Exercise aim: Print out the full material below, exact in every line, with no images included.

Provided data:
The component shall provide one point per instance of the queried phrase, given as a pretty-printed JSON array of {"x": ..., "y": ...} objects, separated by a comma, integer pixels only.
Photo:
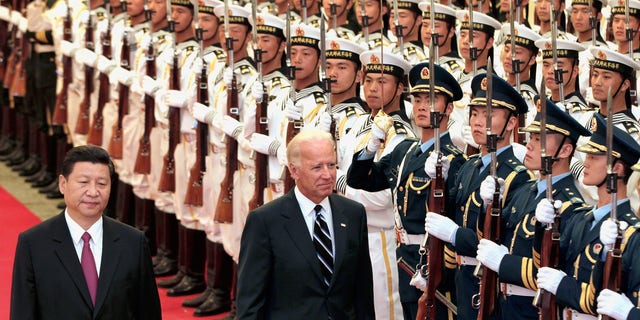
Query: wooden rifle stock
[
  {"x": 168, "y": 177},
  {"x": 115, "y": 145},
  {"x": 261, "y": 159},
  {"x": 82, "y": 124},
  {"x": 224, "y": 207},
  {"x": 143, "y": 159},
  {"x": 95, "y": 129},
  {"x": 488, "y": 291},
  {"x": 199, "y": 168},
  {"x": 60, "y": 109}
]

Answer box:
The component shall provide one point per instance of the queried phrase, given as a pretty-printed JSON array of {"x": ..., "y": ...} objects, separated by a comma, integer pixels only.
Photo:
Query: wooden rifle stock
[
  {"x": 168, "y": 177},
  {"x": 115, "y": 145},
  {"x": 261, "y": 159},
  {"x": 82, "y": 124},
  {"x": 224, "y": 207},
  {"x": 143, "y": 159},
  {"x": 95, "y": 129},
  {"x": 488, "y": 291},
  {"x": 199, "y": 168},
  {"x": 60, "y": 109}
]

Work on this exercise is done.